Stored data
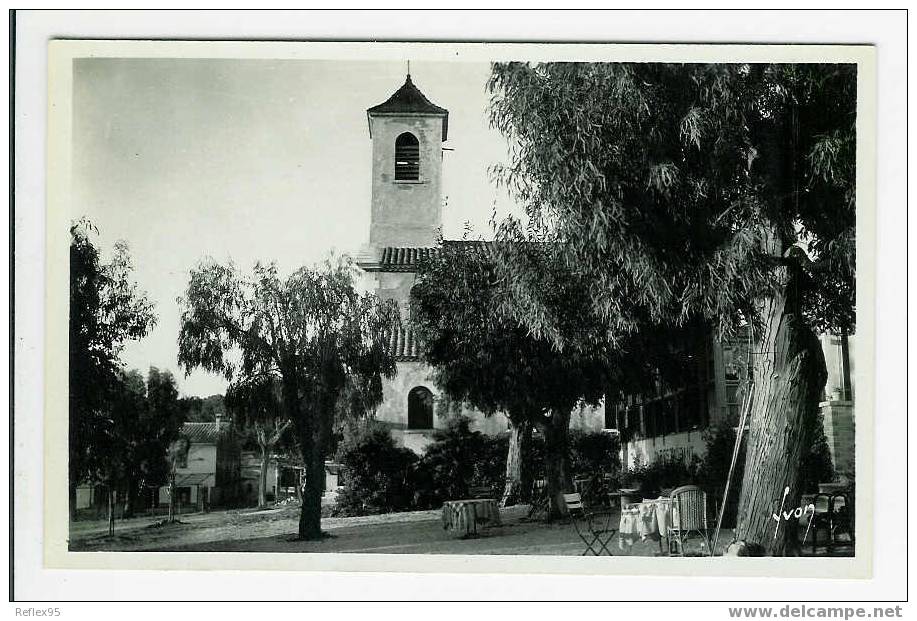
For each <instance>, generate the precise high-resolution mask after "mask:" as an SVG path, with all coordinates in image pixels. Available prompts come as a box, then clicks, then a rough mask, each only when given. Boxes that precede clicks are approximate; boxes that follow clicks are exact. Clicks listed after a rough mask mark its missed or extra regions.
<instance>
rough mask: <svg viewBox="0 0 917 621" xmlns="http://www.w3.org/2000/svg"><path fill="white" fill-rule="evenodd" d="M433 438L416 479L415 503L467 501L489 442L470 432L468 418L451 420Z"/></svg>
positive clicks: (413, 480)
mask: <svg viewBox="0 0 917 621" xmlns="http://www.w3.org/2000/svg"><path fill="white" fill-rule="evenodd" d="M433 439H434V441H433V443H432V444H430V445H429V446H428V447H427V450H426V452H425V453H424V456H423V457H422V458H421V459H420V463H419V464H418V467H417V469H416V472H415V476H414V477H413V482H414V489H415V498H414V501H415V504H417V505H418V506H423V507H433V506H438V505H439V504H442V502H443V501H445V500H452V499H455V498H467V496H468V488H469V487H471V486H472V485H474V477H475V465H476V463H477V461H478V460H479V458H480V456H481V455H482V454H483V453H484V446H485V443H486V440H485V437H484V434H482V433H481V432H479V431H473V430H472V429H471V419H470V418H468V417H467V416H456V417H453V418H450V419H449V420H448V422H447V426H446V428H445V429H442V430H438V431H435V432H434V434H433ZM504 459H505V456H504ZM504 463H505V462H504Z"/></svg>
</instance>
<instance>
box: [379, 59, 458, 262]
mask: <svg viewBox="0 0 917 621" xmlns="http://www.w3.org/2000/svg"><path fill="white" fill-rule="evenodd" d="M366 116H367V120H368V122H369V136H370V138H371V139H372V157H373V167H372V175H373V177H372V211H371V220H370V229H369V245H370V246H371V247H373V248H376V249H381V248H384V247H422V246H432V245H433V244H434V242H435V240H436V236H437V233H438V231H439V230H440V229H441V227H442V209H443V207H442V169H443V150H442V144H443V142H445V141H446V136H447V132H448V129H449V111H448V110H446V109H445V108H440V107H439V106H437V105H435V104H433V103H431V102H430V100H429V99H427V98H426V97H425V96H424V94H423V93H421V92H420V90H419V89H418V88H417V87H416V86H415V85H414V83H413V82H412V81H411V74H410V73H408V74H407V78H406V79H405V82H404V84H403V85H402V86H401V88H399V89H398V90H397V91H395V93H394V94H393V95H392V96H391V97H389V98H388V100H386V101H385V102H383V103H381V104H379V105H377V106H373V107H372V108H369V109H368V110H367V111H366Z"/></svg>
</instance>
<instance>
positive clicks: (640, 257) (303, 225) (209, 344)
mask: <svg viewBox="0 0 917 621" xmlns="http://www.w3.org/2000/svg"><path fill="white" fill-rule="evenodd" d="M48 51H49V89H50V91H49V92H50V102H49V103H50V108H49V115H50V116H49V144H48V150H49V155H48V158H49V159H48V184H49V185H48V197H49V204H48V212H47V230H48V237H47V243H48V245H47V257H48V265H49V266H50V267H49V273H48V289H47V299H48V308H49V309H50V310H49V315H48V317H47V330H46V336H47V338H46V343H47V352H46V359H47V361H48V362H47V369H46V370H47V383H46V403H47V410H46V412H45V427H46V434H45V442H46V446H45V452H44V455H45V457H44V459H45V471H44V472H45V496H44V502H45V509H44V516H45V531H44V533H45V539H44V546H45V563H46V566H48V567H61V568H114V569H122V568H146V569H171V568H182V569H188V568H192V569H195V568H199V569H208V568H210V569H212V568H219V569H285V570H289V569H299V570H337V571H342V570H343V571H441V572H490V573H494V572H524V573H546V572H557V573H595V574H647V575H673V574H675V575H679V574H693V575H709V576H739V575H757V576H775V575H781V576H794V577H838V578H866V577H869V576H870V575H871V562H872V539H873V536H874V534H873V532H872V524H873V519H872V510H873V506H872V497H873V496H872V493H873V492H872V488H871V481H872V480H873V472H872V451H873V411H872V408H873V405H872V404H873V385H874V377H873V332H874V310H873V296H874V291H873V287H874V285H873V276H874V270H875V257H874V251H875V240H874V228H875V137H874V136H875V122H876V119H875V114H876V113H875V98H876V94H875V66H874V64H875V60H874V50H873V48H871V47H869V46H831V45H806V46H792V45H756V46H742V45H661V44H657V45H610V44H609V45H605V44H603V45H596V44H592V45H575V44H552V45H547V44H539V45H536V44H446V43H426V44H419V43H415V44H406V43H404V44H401V43H327V42H326V43H308V42H302V43H293V42H287V43H268V42H215V41H214V42H205V41H197V42H188V41H174V42H170V41H155V42H154V41H79V40H59V41H52V42H51V43H50V45H49V49H48ZM68 248H69V254H68ZM68 292H69V294H68Z"/></svg>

— Task description —
Keep the pictures out of your copy, and repeat every entry above exactly.

— Task response —
For each <instance>, generate the precise high-resolution mask after "mask:" as an SVG path, with all coordinates in image pixels. Available prompts come as a box, then clicks, then a rough mask, each only when given. Boxes that precede clicks are approximate; boxes that follow clicks are exact. Clicks listed after a rough mask mark its missed or extra regions.
<instance>
rough mask: <svg viewBox="0 0 917 621" xmlns="http://www.w3.org/2000/svg"><path fill="white" fill-rule="evenodd" d="M433 438L416 479L415 503L467 501L489 442L470 432L468 418L451 420Z"/></svg>
positive clicks: (413, 480)
mask: <svg viewBox="0 0 917 621" xmlns="http://www.w3.org/2000/svg"><path fill="white" fill-rule="evenodd" d="M433 439H434V441H433V443H432V444H430V445H429V446H428V447H427V450H426V452H425V453H424V456H423V457H422V458H421V459H420V463H419V464H418V467H417V469H416V472H415V476H414V477H413V482H414V489H415V498H414V501H415V504H417V505H418V506H423V507H433V506H438V505H439V504H442V502H443V501H445V500H452V499H455V498H467V496H468V488H469V487H471V486H472V485H474V477H475V465H476V463H477V461H478V460H479V458H480V456H481V455H482V454H483V453H484V446H485V443H486V440H485V437H484V434H482V433H481V432H479V431H473V430H472V429H471V419H470V418H468V417H467V416H456V417H453V418H450V419H449V420H448V422H447V426H446V428H445V429H442V430H438V431H435V432H434V434H433ZM504 459H505V456H504ZM504 463H505V462H504Z"/></svg>
</instance>
<instance>
box: [379, 59, 458, 262]
mask: <svg viewBox="0 0 917 621" xmlns="http://www.w3.org/2000/svg"><path fill="white" fill-rule="evenodd" d="M366 116H367V120H368V122H369V136H370V138H371V139H372V157H373V167H372V175H373V177H372V211H371V220H370V229H369V245H370V246H371V247H373V248H376V249H381V248H384V247H422V246H432V245H433V244H434V242H435V240H436V236H437V233H438V231H439V230H440V229H441V227H442V209H443V207H442V169H443V150H442V144H443V142H445V141H446V136H447V132H448V129H449V111H448V110H446V109H445V108H440V107H439V106H437V105H435V104H433V103H431V102H430V100H429V99H427V98H426V97H425V96H424V94H423V93H421V92H420V90H419V89H418V88H417V87H416V86H415V85H414V83H413V82H412V81H411V74H410V73H408V74H407V78H406V79H405V82H404V84H403V85H402V86H401V88H399V89H398V90H397V91H395V93H394V94H393V95H392V96H391V97H389V98H388V100H386V101H385V102H383V103H381V104H379V105H377V106H373V107H372V108H369V109H368V110H367V111H366Z"/></svg>
</instance>
<instance>
positive clicks: (640, 257) (303, 225) (209, 344)
mask: <svg viewBox="0 0 917 621" xmlns="http://www.w3.org/2000/svg"><path fill="white" fill-rule="evenodd" d="M48 51H49V89H50V91H49V92H50V102H49V103H50V108H49V115H50V116H49V144H48V150H49V155H48V158H49V159H48V184H49V185H48V197H49V204H48V212H47V230H48V237H47V243H48V245H47V257H48V265H49V266H50V267H49V273H48V289H47V299H48V308H49V309H50V310H49V315H48V317H47V330H46V336H47V338H46V343H47V352H46V359H47V361H48V362H47V369H46V370H47V383H46V403H47V410H46V412H45V427H46V434H45V442H46V446H45V452H44V455H45V457H44V459H45V471H44V472H45V496H44V502H45V509H44V516H45V531H44V533H45V539H44V546H45V563H46V566H48V567H61V568H114V569H122V568H146V569H171V568H182V569H188V568H192V569H195V568H199V569H208V568H210V569H212V568H219V569H285V570H289V569H299V570H337V571H342V570H343V571H441V572H490V573H494V572H524V573H546V572H557V573H595V574H647V575H673V574H675V575H679V574H693V575H709V576H739V575H757V576H775V575H781V576H794V577H838V578H866V577H869V576H870V575H871V562H872V539H873V536H874V534H873V532H872V524H873V519H872V510H873V506H872V497H873V496H872V493H873V492H872V488H871V481H872V480H873V472H872V451H873V411H872V408H873V405H872V404H873V385H874V377H873V332H874V310H873V296H874V291H873V287H874V285H873V276H874V270H875V257H874V251H875V240H874V228H875V137H874V136H875V122H876V119H875V114H876V113H875V98H876V94H875V66H874V64H875V60H874V50H873V48H871V47H869V46H831V45H806V46H792V45H756V46H742V45H661V44H657V45H610V44H609V45H605V44H603V45H596V44H592V45H575V44H552V45H547V44H539V45H536V44H446V43H426V44H419V43H415V44H406V43H404V44H401V43H327V42H326V43H308V42H302V43H293V42H287V43H268V42H215V41H214V42H205V41H197V42H188V41H174V42H170V41H155V42H154V41H79V40H59V41H52V42H51V43H50V45H49V49H48ZM68 248H69V254H68ZM68 292H69V294H68Z"/></svg>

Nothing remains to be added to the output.